Reproduce all of the data below in full, multiplying every coordinate in the answers by 1.85 and rounding to whole numbers, with halves rounded up. Leave everything else unchanged, including the format samples.
··· DATA LISTING
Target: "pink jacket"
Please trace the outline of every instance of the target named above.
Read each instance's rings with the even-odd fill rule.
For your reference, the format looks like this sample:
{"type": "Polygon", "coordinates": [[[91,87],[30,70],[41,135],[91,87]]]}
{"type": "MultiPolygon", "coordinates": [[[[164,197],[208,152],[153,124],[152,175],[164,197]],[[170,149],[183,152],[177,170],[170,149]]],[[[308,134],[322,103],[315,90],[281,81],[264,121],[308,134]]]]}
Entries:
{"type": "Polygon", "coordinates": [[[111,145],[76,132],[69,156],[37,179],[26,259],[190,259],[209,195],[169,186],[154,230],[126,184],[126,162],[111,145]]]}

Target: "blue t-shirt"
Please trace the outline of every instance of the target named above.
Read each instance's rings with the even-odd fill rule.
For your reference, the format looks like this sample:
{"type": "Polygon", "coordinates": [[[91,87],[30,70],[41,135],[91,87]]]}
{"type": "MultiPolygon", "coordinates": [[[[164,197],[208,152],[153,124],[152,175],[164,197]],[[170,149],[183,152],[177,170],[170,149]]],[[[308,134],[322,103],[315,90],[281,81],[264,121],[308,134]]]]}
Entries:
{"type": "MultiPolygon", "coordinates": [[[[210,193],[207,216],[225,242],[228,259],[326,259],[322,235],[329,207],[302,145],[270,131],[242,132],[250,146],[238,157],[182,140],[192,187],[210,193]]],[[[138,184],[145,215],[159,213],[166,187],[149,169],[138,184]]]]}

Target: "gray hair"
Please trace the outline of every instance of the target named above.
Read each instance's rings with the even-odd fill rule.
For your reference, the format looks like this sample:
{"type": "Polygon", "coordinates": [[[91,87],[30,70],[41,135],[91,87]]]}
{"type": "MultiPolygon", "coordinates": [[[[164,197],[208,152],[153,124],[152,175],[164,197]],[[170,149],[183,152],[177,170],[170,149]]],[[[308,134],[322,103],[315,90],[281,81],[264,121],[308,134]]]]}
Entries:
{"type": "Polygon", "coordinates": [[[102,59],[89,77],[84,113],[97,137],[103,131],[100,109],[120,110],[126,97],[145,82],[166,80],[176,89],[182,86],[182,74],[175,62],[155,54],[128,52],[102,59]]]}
······
SOLUTION TO THIS EXERCISE:
Target: "pink jacket"
Please trace the outline of every instance of the target named above.
Read each instance's rings with the even-odd fill rule.
For your reference, the format looks like this sample:
{"type": "Polygon", "coordinates": [[[91,87],[30,70],[41,135],[91,87]]]}
{"type": "MultiPolygon", "coordinates": [[[[164,197],[208,152],[153,124],[152,175],[164,197]],[[170,149],[183,152],[177,170],[170,149]]],[[[308,134],[322,103],[315,90],[281,81],[264,121],[308,134]]]]}
Entries:
{"type": "Polygon", "coordinates": [[[205,268],[141,244],[128,289],[68,331],[48,479],[352,479],[387,361],[313,344],[285,426],[233,340],[233,300],[205,268]]]}

Target: "blue t-shirt"
Please trace the outline of every instance of the target named above.
Read each instance's rings with the even-odd fill rule.
For your reference, the format looks like this sample:
{"type": "Polygon", "coordinates": [[[91,87],[30,70],[41,135],[91,87]]]}
{"type": "MultiPolygon", "coordinates": [[[[164,197],[208,152],[153,124],[152,175],[164,197]],[[170,149],[183,152],[177,170],[170,149]]],[[[308,134],[322,103],[315,90],[281,81],[264,121],[308,134]]]]}
Entries:
{"type": "MultiPolygon", "coordinates": [[[[389,357],[383,400],[416,448],[422,479],[603,479],[596,435],[609,383],[559,268],[500,242],[448,244],[463,270],[440,290],[337,259],[355,346],[389,357]]],[[[255,340],[268,398],[294,394],[307,346],[276,313],[255,340]]]]}

Target: "gray hair"
Please trace the outline of every instance of the target named above.
Read each instance's rings with the even-odd fill rule.
For your reference, the format looks like this sample:
{"type": "Polygon", "coordinates": [[[91,87],[30,70],[41,135],[91,87]]]}
{"type": "MultiPolygon", "coordinates": [[[[164,197],[208,152],[153,124],[152,175],[164,197]],[[170,149],[183,152],[177,170],[170,149]]],[[[308,134],[322,103],[315,90],[281,81],[264,121],[308,134]]]]}
Entries:
{"type": "Polygon", "coordinates": [[[189,109],[165,142],[155,209],[179,253],[191,242],[185,202],[222,204],[233,179],[268,152],[307,148],[326,165],[337,159],[337,137],[324,115],[287,100],[237,96],[189,109]]]}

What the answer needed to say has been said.